> Instructions for the task
Rewrite the lines below with "thickest part" replaced by "widest part" everywhere and nothing else altered. Leave the pictures out of your answer.

> Rows from a pointing dataset
───

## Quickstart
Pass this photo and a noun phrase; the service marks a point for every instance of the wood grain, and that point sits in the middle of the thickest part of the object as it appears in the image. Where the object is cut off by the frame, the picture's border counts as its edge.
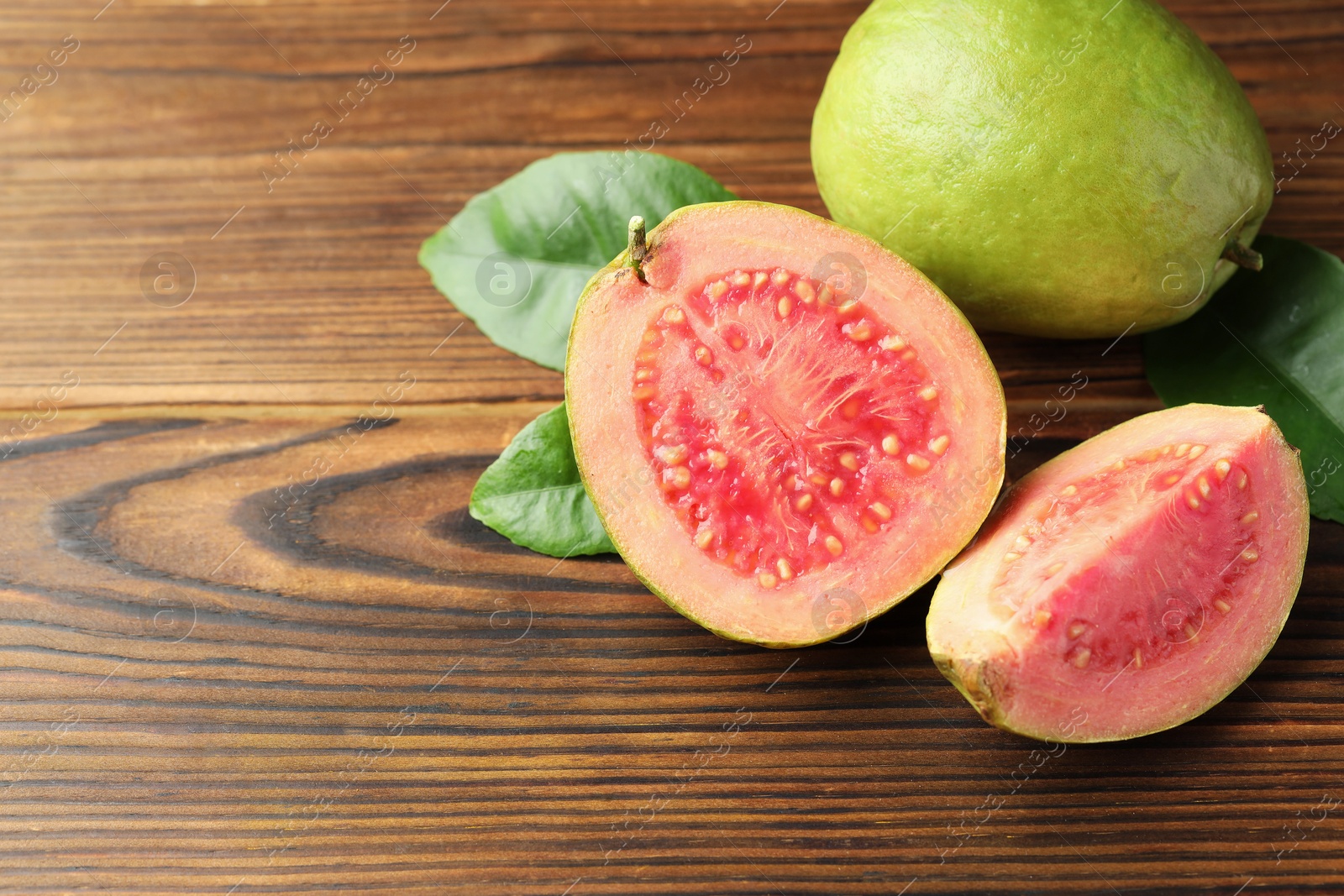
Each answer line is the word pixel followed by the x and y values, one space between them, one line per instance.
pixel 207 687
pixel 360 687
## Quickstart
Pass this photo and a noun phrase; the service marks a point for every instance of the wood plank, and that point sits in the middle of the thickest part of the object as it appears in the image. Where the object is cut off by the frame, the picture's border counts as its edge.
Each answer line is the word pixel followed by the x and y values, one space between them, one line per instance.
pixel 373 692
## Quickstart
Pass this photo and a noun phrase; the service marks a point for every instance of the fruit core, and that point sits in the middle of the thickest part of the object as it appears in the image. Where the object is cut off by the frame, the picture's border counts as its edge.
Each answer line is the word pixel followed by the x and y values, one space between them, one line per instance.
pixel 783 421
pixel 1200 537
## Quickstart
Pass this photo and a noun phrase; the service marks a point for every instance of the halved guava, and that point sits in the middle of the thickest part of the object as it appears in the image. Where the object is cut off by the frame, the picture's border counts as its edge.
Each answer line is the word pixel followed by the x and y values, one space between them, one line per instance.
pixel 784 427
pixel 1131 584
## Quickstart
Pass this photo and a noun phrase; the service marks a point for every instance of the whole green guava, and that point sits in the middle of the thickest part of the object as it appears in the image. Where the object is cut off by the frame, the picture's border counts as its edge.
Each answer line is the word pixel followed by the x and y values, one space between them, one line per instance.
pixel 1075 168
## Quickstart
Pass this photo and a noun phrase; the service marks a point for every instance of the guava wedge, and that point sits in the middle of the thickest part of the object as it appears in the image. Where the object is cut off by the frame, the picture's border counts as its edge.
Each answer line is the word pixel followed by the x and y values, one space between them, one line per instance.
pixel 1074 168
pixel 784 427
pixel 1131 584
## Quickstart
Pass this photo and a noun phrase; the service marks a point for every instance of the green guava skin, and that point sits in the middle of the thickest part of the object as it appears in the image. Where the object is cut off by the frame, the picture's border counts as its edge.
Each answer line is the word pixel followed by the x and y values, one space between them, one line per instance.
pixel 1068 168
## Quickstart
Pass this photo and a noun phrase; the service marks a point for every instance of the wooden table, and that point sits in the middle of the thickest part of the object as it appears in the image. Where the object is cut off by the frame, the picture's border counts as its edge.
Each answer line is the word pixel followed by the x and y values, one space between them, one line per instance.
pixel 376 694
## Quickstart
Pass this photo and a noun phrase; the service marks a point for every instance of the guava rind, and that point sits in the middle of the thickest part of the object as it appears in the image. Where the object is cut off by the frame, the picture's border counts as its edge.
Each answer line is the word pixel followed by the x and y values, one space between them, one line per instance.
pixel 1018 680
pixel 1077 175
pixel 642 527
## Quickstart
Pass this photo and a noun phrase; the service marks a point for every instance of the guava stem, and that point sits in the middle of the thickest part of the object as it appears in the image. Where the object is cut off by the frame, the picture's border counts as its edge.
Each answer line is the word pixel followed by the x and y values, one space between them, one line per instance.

───

> Task response
## Quickstart
Pass this photo and a noun phrase; the service marks a point for every instance of the wood grain, and that point sits in the middle of the widest part of the object as it appears in the image. Where the object is cut off by the frame, the picture's border counts as its edge.
Each answer line is the word pixel followed by the x and y values, one space between them, one line per instance.
pixel 207 687
pixel 360 687
## Quickstart
Pass this photo and a noun phrase; the service marks a point for every instance of the wood plank, and that point sits in the middle of the widest part of the object as it appears in the image. Where the object is cut off by the frame, the picture's border counts as its edge.
Each answer line is the word pixel followed by the x and y values, one space between them, one line per instance.
pixel 373 692
## Quickstart
Pass this photo and a noun phrase; the service marks a point for every instance of the fruit core, and that point sits in the middle of the widest part of the object as it appears in the image. Where the object is cut off by the frame, the picture's border counts as its edge.
Each answer line is the word pixel followed by the x and y values, one space between them, one line per instance.
pixel 783 421
pixel 1200 537
## Quickstart
Pass this photo and a noun phrase; the service marks a point for every instance of the halved guava, and that point sits in the middle of the widest part of the object as it appears in the image. Where the object is cut off by the frame, the picture's border counts as its edge.
Each answer line is the word pixel followed by the x and y values, one space between them, one line per instance.
pixel 784 427
pixel 1131 584
## Quickstart
Pass this photo and a noun phrase; the service marks a point for every instance of the whole green guava, and that point sits in the middle of the widest part of the object as it appears in the image. Where the object is cut off by the frame, the picture's border counts as its edge.
Each answer line is the word pixel followed by the x and y values, one space between them, one line per instance.
pixel 1075 168
## Quickstart
Pass this photo and a noun phrase; the service marks a point for every instance of the guava wedge, and that point sits in the middle of the widest part of the object as it appears in the image. Where the object is cut off by the frame, the picture's border counts as its edge.
Each answer line is the word pixel followed by the x and y values, one space between them, one line per instance.
pixel 1074 168
pixel 784 427
pixel 1131 584
## Quickstart
Pass this photo and a noun phrase; the service marks a point for every instance of the green guava skin, and that point sits in the middle of the widest part of the object as it appears in the image. Where the object is cut off by the frame, the picture's border counts as its edge.
Each answer line is the word pixel followed by the x and y values, one space between them, one line per instance.
pixel 1068 168
## Quickstart
Pass this photo and a noun phrase; the service marks a point for every instance of the wooden table, and that point sits in the middle of the widest part of the object as it appears in the image. Where the object is cut off by the frame, the picture's border counts as its edge.
Each answer line is the word pixel followed by the x and y values, one space between them, one line per instance.
pixel 376 694
## Quickstart
Pass this photo and a noun phrase; the service marks a point for every instance of the guava rind, and that point sits in the middle of the widest part of the object as it appears in the image. Where the object is cut off by the frame, the picture's border counts as its edge.
Each answer line is the word pixel followed by the x and y values, one space between them, one line per instance.
pixel 1018 680
pixel 1077 175
pixel 642 527
## Quickstart
Pass this photo and a noun phrase; the service marks a point for every instance of the guava stem, and that point sits in the middle of the widest part of the object as it appears in the image. Where the object is cut off by the frame, the picture's border counts as its edge.
Each answer line is the word pixel followed by the x and y values, one space between them, one line per instance.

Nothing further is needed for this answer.